Exercise goal: Rescale everything from the start of the listing down to and including the line that contains "(38, 178), (106, 225)". Reproduce every line, requests included, with each corner coordinate in the answers multiplied by 1.35 and rounded to the nearest whole number, halves rounded up.

(Data listing)
## start
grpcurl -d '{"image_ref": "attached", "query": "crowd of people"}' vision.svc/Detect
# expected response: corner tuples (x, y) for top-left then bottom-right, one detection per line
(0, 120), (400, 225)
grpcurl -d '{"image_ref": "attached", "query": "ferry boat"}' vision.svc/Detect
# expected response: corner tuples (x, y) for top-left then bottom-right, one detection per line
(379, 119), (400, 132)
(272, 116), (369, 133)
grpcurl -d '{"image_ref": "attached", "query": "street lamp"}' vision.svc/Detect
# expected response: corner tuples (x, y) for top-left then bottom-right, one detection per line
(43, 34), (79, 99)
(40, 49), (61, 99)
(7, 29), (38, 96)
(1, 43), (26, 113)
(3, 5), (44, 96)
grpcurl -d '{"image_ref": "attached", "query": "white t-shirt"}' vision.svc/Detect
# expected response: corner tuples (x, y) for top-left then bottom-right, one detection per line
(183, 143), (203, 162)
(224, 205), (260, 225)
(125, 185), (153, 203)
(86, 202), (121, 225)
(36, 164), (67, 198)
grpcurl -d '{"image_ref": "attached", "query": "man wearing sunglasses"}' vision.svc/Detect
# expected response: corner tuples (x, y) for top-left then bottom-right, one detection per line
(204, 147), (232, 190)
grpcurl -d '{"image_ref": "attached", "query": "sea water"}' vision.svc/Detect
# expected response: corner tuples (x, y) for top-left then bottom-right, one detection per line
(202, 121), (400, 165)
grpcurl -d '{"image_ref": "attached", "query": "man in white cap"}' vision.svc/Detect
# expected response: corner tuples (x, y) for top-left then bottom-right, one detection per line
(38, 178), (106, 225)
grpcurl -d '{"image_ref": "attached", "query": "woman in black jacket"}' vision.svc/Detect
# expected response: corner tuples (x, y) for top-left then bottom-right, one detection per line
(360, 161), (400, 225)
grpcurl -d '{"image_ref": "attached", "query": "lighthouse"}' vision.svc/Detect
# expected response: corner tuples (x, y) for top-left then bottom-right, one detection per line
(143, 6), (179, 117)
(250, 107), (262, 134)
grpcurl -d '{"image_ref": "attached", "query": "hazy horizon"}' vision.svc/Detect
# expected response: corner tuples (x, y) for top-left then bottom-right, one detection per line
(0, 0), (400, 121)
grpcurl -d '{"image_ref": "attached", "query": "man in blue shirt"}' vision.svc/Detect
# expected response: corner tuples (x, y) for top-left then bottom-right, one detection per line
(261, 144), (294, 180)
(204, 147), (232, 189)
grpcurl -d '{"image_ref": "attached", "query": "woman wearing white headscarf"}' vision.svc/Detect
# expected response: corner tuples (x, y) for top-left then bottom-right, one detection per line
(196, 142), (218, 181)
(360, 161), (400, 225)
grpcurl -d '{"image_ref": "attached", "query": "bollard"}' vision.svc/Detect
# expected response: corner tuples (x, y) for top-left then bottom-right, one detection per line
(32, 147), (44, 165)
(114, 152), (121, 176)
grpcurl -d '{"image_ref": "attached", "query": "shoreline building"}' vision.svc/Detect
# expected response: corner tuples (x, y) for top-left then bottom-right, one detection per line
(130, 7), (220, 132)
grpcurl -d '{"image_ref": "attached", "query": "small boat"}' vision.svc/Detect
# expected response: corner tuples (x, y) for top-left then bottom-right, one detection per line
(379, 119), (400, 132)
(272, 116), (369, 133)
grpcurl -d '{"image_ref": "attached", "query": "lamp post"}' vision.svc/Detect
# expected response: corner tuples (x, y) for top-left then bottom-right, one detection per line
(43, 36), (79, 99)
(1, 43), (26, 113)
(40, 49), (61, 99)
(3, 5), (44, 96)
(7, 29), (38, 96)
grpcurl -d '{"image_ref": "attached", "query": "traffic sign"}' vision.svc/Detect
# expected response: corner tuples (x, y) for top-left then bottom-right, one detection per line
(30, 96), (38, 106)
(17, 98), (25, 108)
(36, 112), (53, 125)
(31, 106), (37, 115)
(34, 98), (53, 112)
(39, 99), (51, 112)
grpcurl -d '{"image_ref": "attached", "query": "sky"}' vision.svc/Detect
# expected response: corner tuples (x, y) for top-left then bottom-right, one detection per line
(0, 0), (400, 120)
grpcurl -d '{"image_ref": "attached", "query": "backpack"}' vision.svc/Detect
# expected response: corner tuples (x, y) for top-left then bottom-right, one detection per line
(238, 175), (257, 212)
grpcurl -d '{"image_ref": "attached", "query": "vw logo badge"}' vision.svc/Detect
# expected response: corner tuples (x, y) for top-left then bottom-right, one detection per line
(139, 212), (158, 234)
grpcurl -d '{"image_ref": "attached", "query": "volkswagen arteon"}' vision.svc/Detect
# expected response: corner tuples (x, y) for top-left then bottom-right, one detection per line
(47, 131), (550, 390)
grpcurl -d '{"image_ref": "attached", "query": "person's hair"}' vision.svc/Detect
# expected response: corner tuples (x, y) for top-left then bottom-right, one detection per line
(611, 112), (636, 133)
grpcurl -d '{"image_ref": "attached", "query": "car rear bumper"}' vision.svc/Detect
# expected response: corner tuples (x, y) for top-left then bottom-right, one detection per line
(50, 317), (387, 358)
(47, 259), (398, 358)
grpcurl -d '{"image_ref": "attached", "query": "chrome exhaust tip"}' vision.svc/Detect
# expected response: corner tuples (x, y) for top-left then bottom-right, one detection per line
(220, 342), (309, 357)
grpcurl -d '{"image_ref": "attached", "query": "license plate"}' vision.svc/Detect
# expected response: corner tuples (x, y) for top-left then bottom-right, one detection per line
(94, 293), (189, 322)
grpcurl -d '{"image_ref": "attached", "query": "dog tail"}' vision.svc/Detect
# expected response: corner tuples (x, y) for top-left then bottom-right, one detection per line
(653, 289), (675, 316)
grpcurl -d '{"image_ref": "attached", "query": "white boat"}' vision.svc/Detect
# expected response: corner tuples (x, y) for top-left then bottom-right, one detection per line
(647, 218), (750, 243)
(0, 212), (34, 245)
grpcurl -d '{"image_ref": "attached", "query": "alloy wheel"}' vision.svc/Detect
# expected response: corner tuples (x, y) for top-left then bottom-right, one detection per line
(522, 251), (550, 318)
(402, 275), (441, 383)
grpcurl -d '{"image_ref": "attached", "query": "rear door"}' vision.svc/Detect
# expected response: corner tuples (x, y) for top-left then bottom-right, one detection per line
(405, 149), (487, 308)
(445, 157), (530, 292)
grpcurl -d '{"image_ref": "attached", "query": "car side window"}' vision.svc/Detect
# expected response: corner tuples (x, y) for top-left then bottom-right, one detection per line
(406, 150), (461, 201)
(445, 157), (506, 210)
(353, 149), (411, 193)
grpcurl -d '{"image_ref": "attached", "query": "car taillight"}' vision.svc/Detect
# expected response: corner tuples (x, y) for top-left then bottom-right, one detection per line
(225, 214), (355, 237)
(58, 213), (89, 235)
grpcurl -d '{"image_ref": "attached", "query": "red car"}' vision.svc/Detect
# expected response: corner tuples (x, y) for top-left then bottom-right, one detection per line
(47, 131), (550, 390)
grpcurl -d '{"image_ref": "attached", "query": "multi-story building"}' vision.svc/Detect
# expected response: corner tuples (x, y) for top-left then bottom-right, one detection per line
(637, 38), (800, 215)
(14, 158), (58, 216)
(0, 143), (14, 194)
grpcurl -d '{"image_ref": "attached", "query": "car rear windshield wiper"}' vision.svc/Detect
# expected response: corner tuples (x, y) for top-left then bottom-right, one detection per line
## end
Answer to the problem:
grpcurl -d '{"image_ref": "attached", "query": "crowd of people"}' vision.svc/Detect
# expected response: corner tuples (x, y) for top-left then bottom-right, one detection per line
(0, 162), (540, 304)
grpcurl -d '{"image_ref": "attached", "query": "ferry boat"}' vision.svc/Detect
# expected response: corner tuples (x, y) for top-left then bottom-right, one detection per line
(512, 161), (540, 178)
(367, 157), (498, 180)
grpcurl -d '{"image_ref": "attached", "query": "street lamp"}' vision.svc/Detect
# expected response: corner tuples (x, y) for top-left then bottom-right, one detection per line
(58, 46), (107, 134)
(54, 66), (82, 134)
(9, 39), (51, 130)
(1, 58), (35, 153)
(4, 7), (59, 130)
grpcurl -d '{"image_ref": "attached", "query": "white t-shirt"}' vision.svc/Detect
# expected response: corner tuples (x, y) for top-left then bottom-right, one detection per line
(247, 193), (274, 219)
(302, 277), (351, 304)
(169, 250), (207, 274)
(116, 273), (163, 304)
(49, 221), (90, 267)
grpcurl -d '{"image_ref": "attached", "query": "man wearing sunglasses"}' vision.svc/Detect
# expected response: corner tuples (x, y) for top-left then bottom-right, one detection per line
(275, 198), (313, 257)
grpcurl -d '{"image_ref": "attached", "query": "sea water"}' vision.svc/Detect
# expected response: corner tuples (x, y) for top-left then bottom-right, one detection per line
(273, 163), (540, 223)
grpcurl -d '{"image_ref": "attached", "query": "man in white cap"}' vision.svc/Detect
# expected response: corner tuples (x, y) for top-left then bottom-right, one detection per line
(51, 240), (143, 304)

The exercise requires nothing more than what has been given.